- **SOURCE DOCUMENT**
Skip to content

Workspace stuck with empty build_status forever after unexpected EOF from create API call #378

@robobryce

Description

@robobryce

Summary

A brev create invocation whose API response was truncated with unexpected EOF left the workspace in a state where the server-side build job was never enqueued. The VM was provisioned and reaches status=RUNNING, but build_status stays empty forever and the post-cloud-init setup-push (/opt/setup.sh, /etc/systemd/system/instance-oneshot.service, hostname rewrite to brev-${BREV_ENV_ID}, /etc/brev/metadata.json) never runs.

After 1+ hour the workspace is still in this stuck state. The same command on a different name produces a healthy workspace.

Reproduction

  • brev CLI version: v0.6.322
  • Org: vanguard-programming
  • Workspace name: gr-manager
  • Workspace ID: hclv1344v
  • Approximate timestamp of the failed create: 2026-05-01 17:43:46 UTC

Command (run from a logged-in dev box):

brev create gr-manager --type n2d-standard-8 --min-disk 589 --detached

CLI output on the first invocation:

[Worker 1] Trying n2d-standard-8 for instance 'gr-manager'...

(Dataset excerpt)
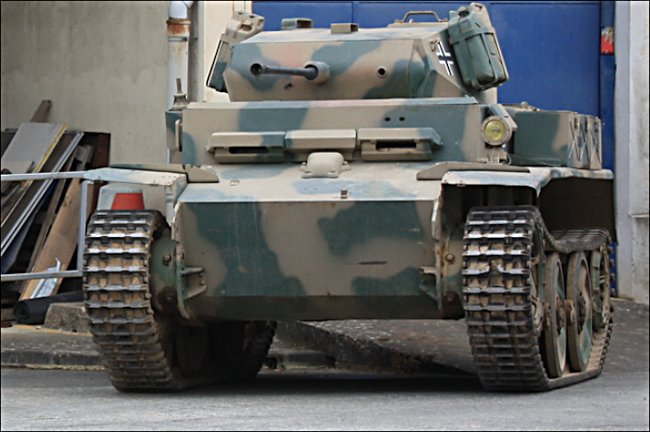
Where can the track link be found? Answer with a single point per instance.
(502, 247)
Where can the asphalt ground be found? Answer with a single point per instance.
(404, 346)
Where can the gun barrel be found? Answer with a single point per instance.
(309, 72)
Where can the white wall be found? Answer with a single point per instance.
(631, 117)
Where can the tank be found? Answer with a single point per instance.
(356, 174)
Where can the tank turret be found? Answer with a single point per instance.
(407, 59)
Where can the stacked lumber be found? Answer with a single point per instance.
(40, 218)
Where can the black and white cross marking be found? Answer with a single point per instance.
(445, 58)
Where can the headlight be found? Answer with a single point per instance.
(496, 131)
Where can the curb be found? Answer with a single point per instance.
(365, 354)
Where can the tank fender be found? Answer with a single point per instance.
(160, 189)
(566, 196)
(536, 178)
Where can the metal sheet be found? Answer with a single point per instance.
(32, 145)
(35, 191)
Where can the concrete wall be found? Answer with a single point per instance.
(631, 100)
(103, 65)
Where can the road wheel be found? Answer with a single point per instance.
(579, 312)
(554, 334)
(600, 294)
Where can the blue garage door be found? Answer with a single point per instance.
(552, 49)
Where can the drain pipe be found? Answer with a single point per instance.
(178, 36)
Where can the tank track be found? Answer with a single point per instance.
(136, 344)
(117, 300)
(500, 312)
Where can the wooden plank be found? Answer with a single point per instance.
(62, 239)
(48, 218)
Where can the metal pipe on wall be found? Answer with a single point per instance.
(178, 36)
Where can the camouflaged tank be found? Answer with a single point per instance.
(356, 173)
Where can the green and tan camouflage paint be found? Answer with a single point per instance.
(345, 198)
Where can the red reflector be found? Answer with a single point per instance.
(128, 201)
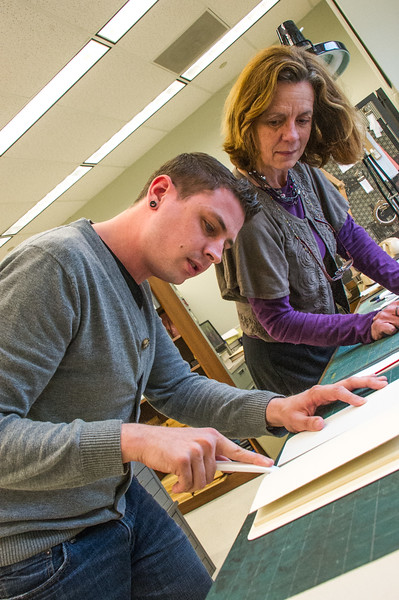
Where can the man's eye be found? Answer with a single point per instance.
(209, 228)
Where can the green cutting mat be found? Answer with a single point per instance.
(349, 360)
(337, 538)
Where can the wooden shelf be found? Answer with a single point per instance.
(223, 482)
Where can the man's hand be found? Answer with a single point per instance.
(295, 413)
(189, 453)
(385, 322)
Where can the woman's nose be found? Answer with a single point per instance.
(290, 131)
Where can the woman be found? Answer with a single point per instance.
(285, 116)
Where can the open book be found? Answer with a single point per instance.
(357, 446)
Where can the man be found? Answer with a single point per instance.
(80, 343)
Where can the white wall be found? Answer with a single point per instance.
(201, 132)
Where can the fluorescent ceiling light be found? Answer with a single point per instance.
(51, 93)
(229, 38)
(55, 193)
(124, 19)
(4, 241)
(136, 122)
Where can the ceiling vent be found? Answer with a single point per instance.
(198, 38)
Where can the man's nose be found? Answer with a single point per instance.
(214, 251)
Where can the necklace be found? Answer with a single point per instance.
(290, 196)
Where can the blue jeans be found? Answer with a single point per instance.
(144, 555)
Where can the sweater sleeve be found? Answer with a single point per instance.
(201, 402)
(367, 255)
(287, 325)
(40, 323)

- **REQUIREMENT A**
Can you condense the paragraph beginning "A brev create invocation" in the workspace bug report above into a short bulleted list that keeps its main facts?
- **REQUIREMENT B**
Could you pick up the workspace bug report after its last line and carry on writing it?

- **EXERCISE RESULT A**
- A brev create call got a truncated API response (unexpected EOF).
- The server-side build job was never enqueued.
- The VM was provisioned and reaches status=RUNNING.
- build_status stays empty forever.
- The post-cloud-init setup-push never runs: /opt/setup.sh, /etc/systemd/system/instance-oneshot.service, the hostname rewrite to brev-${BREV_ENV_ID}, and /etc/brev/metadata.json.

- **EXERCISE RESULT B**
2026/05/01 17:43:46 WARN  RESTY Post "https://brevapi.us-west-2-prod.control-plane.brev.dev/api/organizations/org-31CQRkwV2DY20PnKdmX92lJgtlm/workspaces?cli_version=v0.6.322&local=true&os=linux&utm_source=cli": unexpected EOF, Attempt 1
2026/05/01 17:43:46 ERROR RESTY Post "...": unexpected EOF
[Worker 1] n2d-standard-8 Failed: ... unexpected EOF
Warning: Only created 0/1 instances
could only create 0/1 instances

A second invocation a few seconds later returned duplicate workspace with name gr-manager, confirming the workspace row was created server-side despite the truncated response.

Resulting state

brev ls for the workspace:

NAME        STATUS   BUILD  SHELL      ID         MACHINE         GPU
gr-manager  RUNNING         NOT READY  hclv1344v  n2d-standard-8  -

brev ls --json:

{
  "name": "gr-manager",
  "status": "RUNNING",
  "build_status": "",
  "shell_status": "NOT READY",
  "health_status": "HEALTHY"
}

On the VM:

  • Cloud-init completed at 17:44:48 UTC. boot-finished exists, cloud-init status is done.
  • /opt/setup.sh: does not exist.
  • /etc/systemd/system/instance-oneshot.service: does not exist.
  • /etc/brev/metadata.json: does not exist.
  • /etc/hostname: still the GCE-default gr-manager-inst-3d8ij8ob5qwnwtaq3pxwc209nru (file mtime is the base-image bake date, never rewritten).
  • BREV_ENV_ID: unset system-wide.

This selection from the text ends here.